*Aim*. Reproduce the rows verbatim, starting at the first line of the rows and ending at the line that contains "[1321,222,1344,277]".

(Excerpts from a detection dataset)

-=-=-

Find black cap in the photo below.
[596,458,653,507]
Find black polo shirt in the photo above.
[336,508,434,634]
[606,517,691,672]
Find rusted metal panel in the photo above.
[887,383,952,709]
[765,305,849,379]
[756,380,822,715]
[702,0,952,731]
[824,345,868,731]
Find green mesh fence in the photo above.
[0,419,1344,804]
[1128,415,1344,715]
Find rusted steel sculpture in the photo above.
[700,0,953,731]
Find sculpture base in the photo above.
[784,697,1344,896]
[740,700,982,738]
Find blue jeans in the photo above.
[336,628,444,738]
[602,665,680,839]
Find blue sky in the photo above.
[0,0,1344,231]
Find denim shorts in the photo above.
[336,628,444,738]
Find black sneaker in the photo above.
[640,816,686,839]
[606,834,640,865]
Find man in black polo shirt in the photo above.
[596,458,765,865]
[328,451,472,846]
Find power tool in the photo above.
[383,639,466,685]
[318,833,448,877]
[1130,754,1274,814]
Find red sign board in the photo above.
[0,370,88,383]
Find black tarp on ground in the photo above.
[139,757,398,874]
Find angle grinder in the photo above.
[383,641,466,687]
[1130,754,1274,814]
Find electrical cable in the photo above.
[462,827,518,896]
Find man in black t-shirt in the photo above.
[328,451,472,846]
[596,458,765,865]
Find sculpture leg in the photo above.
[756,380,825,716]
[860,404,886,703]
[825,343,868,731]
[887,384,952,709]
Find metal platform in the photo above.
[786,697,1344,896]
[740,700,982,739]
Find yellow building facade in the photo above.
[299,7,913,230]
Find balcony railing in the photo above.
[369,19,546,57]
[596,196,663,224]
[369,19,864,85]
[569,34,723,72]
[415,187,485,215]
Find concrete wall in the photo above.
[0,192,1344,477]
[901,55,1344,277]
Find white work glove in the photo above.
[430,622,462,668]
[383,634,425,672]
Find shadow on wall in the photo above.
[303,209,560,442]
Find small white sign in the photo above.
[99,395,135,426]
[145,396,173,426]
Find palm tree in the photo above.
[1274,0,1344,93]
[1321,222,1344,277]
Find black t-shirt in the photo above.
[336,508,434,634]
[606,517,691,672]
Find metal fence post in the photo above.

-=-=-

*Exercise response*.
Find black cap in the photo below.
[596,458,653,507]
Find black polo shirt in the photo above.
[336,508,434,634]
[606,517,691,672]
Find rusted metal panel in the photo above.
[887,383,952,709]
[765,305,849,379]
[756,380,822,715]
[702,0,952,731]
[824,345,868,731]
Find green mesh fence in the photo above.
[0,419,1344,804]
[1128,415,1344,715]
Find rusted steel sculpture in the photo above.
[700,0,953,731]
Find sculpture base in the photo above.
[784,697,1344,896]
[740,700,982,738]
Find blue jeans in the photo above.
[336,628,444,738]
[602,665,680,839]
Find blue sky in the photo above.
[0,0,1344,231]
Find denim shorts in the photo above.
[336,628,444,738]
Find black sneaker in the photo above.
[640,816,686,839]
[606,834,640,865]
Find man in black polo shirt in the photo above.
[596,458,765,865]
[328,451,472,846]
Find power tool in the photo above.
[383,639,466,685]
[318,833,448,877]
[1130,754,1274,814]
Find red sign board in the photo above.
[0,370,88,383]
Find black tarp on ground in the photo above.
[139,757,398,874]
Find angle grinder in the photo above.
[383,641,466,687]
[1130,754,1274,814]
Find electrical cable in the photo above.
[462,827,518,896]
Find man in black t-shirt in the photo above.
[328,451,472,846]
[596,458,765,865]
Find sculpture leg in the photo above.
[756,380,825,716]
[860,404,886,703]
[825,343,868,731]
[887,384,952,709]
Find metal platform in the photo above.
[786,697,1344,896]
[740,700,982,739]
Find yellow building facade in the photo above.
[299,7,913,230]
Find balcony railing in the photo above.
[369,19,546,57]
[596,196,663,224]
[369,19,864,85]
[569,34,723,72]
[415,187,485,215]
Find concrete wall in the photo above.
[0,192,1344,477]
[901,55,1344,277]
Find white work glove in the photo above.
[430,622,462,668]
[383,634,425,672]
Find shadow on wall in the photo above.
[303,209,560,442]
Find small white sign in the photo above.
[99,395,135,426]
[145,396,173,426]
Find palm tree in the photo above.
[1274,0,1344,93]
[1321,222,1344,277]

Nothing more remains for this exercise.